» **WHAT YOU ARE ASKED TO DO**
Find the lines in the records below that contain "hair", and report each of them.
━━━━━ RECORDS SUPPLIED
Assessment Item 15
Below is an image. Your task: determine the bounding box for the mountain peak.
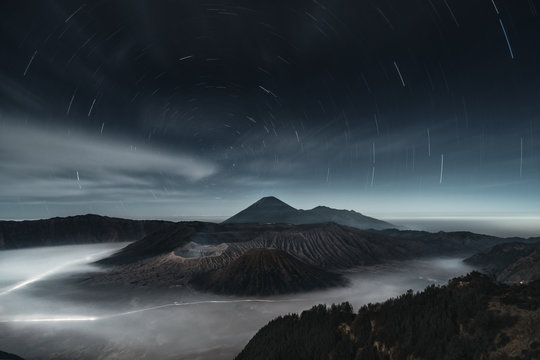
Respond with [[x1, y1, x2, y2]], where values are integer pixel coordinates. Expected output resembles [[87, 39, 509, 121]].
[[222, 196, 297, 224], [312, 205, 331, 210], [251, 196, 296, 210]]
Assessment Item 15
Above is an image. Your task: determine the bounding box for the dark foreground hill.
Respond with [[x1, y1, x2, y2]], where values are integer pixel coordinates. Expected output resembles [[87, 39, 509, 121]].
[[223, 196, 395, 230], [191, 248, 346, 296], [0, 215, 173, 249], [465, 242, 540, 284], [0, 350, 24, 360], [236, 272, 540, 360]]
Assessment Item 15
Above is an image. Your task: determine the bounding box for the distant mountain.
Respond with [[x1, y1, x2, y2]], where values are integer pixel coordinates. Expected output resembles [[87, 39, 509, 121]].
[[374, 228, 526, 254], [91, 221, 515, 288], [465, 241, 540, 284], [191, 248, 346, 296], [0, 214, 173, 249], [0, 350, 24, 360], [223, 196, 395, 230], [225, 197, 296, 222], [236, 272, 540, 360]]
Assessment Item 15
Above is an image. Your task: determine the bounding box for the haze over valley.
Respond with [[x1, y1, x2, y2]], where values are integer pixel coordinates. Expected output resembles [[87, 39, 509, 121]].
[[0, 242, 476, 360], [0, 197, 539, 359], [2, 0, 540, 358]]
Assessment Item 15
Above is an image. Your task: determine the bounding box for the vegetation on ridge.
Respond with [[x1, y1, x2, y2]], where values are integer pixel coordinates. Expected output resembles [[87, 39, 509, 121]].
[[236, 272, 540, 360]]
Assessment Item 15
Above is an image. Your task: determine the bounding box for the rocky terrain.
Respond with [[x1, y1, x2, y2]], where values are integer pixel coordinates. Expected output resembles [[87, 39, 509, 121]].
[[90, 220, 515, 291], [98, 221, 412, 269], [465, 242, 540, 284], [0, 214, 172, 249], [236, 272, 540, 360], [223, 196, 395, 230], [191, 248, 346, 296]]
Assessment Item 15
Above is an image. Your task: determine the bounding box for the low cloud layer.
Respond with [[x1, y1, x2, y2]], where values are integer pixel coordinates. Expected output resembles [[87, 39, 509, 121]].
[[0, 243, 476, 360], [0, 120, 218, 213]]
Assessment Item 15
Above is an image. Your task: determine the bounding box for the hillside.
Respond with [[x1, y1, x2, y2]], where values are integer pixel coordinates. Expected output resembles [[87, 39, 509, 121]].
[[191, 248, 346, 296], [223, 196, 395, 230], [0, 214, 173, 249], [465, 242, 540, 284], [236, 272, 540, 360]]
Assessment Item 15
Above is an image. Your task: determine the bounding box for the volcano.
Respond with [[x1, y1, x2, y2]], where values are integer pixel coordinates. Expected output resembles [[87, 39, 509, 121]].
[[223, 196, 395, 230], [190, 248, 346, 296]]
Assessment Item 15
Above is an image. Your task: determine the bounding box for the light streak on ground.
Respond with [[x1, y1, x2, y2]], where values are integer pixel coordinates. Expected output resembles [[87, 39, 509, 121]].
[[0, 299, 305, 323], [103, 298, 305, 319], [1, 316, 99, 323], [0, 249, 115, 296]]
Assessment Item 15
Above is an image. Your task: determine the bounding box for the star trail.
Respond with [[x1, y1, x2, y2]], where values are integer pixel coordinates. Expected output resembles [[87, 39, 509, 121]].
[[0, 0, 539, 221]]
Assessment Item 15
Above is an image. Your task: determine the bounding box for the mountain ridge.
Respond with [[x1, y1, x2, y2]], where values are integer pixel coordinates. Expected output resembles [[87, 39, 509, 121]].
[[465, 241, 540, 284], [0, 214, 173, 249], [223, 196, 395, 230]]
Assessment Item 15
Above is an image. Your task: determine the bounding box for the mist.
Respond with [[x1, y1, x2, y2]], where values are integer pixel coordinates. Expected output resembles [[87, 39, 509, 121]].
[[0, 244, 475, 359]]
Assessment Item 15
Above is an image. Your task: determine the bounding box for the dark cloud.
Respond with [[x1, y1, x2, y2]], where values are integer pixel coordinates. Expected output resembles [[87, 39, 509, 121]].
[[0, 0, 539, 223]]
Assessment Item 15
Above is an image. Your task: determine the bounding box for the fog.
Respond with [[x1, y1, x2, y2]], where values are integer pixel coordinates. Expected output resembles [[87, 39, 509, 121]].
[[0, 244, 475, 360]]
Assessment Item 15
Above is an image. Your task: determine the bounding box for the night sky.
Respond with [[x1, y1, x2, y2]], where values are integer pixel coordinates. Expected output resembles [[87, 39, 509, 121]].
[[1, 0, 539, 224]]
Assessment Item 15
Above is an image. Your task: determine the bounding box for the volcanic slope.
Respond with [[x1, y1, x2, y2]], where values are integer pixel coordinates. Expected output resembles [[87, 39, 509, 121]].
[[191, 248, 347, 296], [91, 221, 514, 288]]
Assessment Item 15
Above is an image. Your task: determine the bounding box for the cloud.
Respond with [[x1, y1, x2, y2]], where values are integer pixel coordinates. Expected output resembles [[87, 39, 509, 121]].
[[0, 120, 218, 204]]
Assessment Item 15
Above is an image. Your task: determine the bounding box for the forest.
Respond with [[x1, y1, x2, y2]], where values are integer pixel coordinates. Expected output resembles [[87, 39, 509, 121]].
[[236, 272, 540, 360]]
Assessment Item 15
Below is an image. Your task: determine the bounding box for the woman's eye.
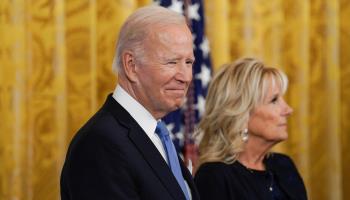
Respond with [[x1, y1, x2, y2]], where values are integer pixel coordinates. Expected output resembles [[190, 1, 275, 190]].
[[271, 97, 278, 104]]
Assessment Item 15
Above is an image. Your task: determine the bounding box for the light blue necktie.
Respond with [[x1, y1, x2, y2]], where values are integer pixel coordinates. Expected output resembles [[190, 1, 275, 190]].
[[155, 121, 190, 200]]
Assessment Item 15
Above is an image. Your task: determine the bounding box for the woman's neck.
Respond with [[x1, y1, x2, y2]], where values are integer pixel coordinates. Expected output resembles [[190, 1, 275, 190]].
[[238, 138, 274, 170]]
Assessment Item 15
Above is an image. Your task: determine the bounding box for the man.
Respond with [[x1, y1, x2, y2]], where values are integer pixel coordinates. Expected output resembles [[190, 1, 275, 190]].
[[60, 5, 199, 200]]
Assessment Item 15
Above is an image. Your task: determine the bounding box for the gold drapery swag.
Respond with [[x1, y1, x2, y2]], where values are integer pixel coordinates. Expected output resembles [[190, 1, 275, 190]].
[[0, 0, 349, 200]]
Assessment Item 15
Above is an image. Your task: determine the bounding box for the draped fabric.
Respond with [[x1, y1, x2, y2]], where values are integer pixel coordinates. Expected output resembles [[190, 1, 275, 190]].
[[0, 0, 349, 200], [0, 0, 150, 199]]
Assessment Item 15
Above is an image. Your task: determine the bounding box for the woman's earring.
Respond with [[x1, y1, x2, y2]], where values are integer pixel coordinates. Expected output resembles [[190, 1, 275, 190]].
[[241, 128, 249, 142]]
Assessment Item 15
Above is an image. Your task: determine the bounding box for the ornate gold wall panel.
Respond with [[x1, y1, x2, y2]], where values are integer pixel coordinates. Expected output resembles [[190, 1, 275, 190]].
[[1, 0, 349, 199], [340, 1, 350, 199], [280, 0, 311, 188], [308, 1, 342, 199], [203, 0, 231, 71], [0, 0, 150, 199]]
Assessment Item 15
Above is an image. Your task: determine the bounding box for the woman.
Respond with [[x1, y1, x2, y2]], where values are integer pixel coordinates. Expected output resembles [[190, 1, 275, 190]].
[[194, 58, 307, 200]]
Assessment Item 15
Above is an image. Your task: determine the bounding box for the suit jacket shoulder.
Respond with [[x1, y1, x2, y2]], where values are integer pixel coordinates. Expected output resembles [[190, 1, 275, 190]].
[[61, 94, 199, 200]]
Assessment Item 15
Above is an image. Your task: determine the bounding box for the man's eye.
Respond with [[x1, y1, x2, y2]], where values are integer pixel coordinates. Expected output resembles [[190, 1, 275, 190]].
[[186, 60, 194, 65], [167, 61, 177, 65]]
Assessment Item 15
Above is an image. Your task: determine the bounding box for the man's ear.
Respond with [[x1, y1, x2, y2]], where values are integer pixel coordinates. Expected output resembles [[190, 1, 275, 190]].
[[121, 51, 138, 82]]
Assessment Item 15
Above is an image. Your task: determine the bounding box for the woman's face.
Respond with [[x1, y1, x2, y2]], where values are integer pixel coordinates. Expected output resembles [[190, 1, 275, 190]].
[[248, 78, 293, 143]]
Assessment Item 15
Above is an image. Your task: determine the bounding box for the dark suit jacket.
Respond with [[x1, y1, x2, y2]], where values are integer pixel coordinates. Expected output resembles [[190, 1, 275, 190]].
[[60, 94, 199, 200], [195, 153, 307, 200]]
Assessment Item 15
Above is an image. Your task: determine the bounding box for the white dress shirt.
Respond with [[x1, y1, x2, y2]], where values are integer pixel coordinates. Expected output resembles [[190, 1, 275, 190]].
[[112, 85, 168, 163]]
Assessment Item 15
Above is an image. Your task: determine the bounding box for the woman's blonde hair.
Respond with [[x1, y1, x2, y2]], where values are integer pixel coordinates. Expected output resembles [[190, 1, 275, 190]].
[[196, 57, 288, 165]]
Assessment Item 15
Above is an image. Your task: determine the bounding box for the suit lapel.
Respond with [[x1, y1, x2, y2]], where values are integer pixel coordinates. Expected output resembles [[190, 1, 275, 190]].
[[179, 158, 199, 200], [103, 95, 186, 200], [129, 128, 186, 200]]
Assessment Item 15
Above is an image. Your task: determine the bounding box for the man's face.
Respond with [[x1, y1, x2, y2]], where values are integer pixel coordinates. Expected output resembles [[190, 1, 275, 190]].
[[133, 24, 194, 119]]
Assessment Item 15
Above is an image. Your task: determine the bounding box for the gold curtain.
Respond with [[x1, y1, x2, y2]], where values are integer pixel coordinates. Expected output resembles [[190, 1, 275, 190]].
[[0, 0, 151, 199], [0, 0, 349, 199]]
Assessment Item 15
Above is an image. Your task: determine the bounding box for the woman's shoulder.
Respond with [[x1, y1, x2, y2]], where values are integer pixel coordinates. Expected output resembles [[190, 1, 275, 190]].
[[195, 162, 230, 176], [267, 152, 296, 167], [195, 162, 240, 200], [195, 161, 236, 182], [267, 153, 308, 199], [269, 152, 291, 159], [266, 152, 301, 178]]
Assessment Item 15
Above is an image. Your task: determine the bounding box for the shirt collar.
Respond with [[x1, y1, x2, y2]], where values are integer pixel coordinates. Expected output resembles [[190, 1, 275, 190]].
[[112, 85, 157, 136]]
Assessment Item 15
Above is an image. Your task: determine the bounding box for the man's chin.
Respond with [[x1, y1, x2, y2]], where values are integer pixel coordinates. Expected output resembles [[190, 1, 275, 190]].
[[167, 101, 185, 111]]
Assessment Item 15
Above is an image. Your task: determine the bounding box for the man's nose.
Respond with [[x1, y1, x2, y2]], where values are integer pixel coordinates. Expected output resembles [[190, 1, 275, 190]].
[[175, 62, 193, 83]]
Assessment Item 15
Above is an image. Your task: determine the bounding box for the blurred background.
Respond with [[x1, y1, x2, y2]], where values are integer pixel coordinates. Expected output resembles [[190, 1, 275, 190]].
[[1, 0, 349, 199]]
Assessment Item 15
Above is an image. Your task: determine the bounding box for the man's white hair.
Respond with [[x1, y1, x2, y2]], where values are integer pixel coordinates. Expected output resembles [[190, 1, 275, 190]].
[[112, 5, 187, 74]]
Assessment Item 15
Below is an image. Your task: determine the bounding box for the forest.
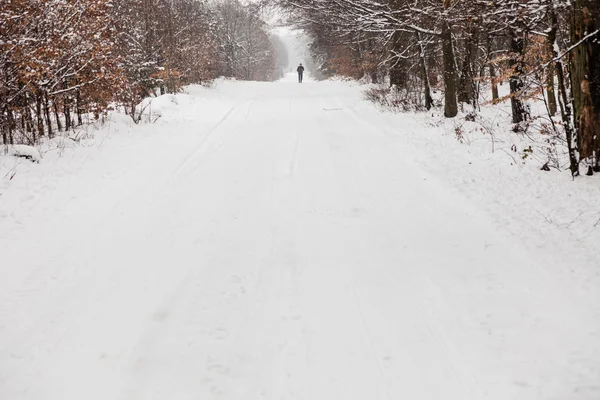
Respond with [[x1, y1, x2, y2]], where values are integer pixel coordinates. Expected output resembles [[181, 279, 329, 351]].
[[0, 0, 286, 144], [1, 0, 599, 176], [1, 3, 600, 397], [278, 0, 599, 176]]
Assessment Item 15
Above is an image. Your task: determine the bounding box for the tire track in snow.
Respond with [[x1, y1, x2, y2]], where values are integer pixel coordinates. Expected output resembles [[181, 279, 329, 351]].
━━━━━━━━━━
» **TASK RESULT**
Above is an image. Your task: determine the bounding box for the woman's blonde hair.
Above is an image. Your task: determine the bounding box for the man's white hair.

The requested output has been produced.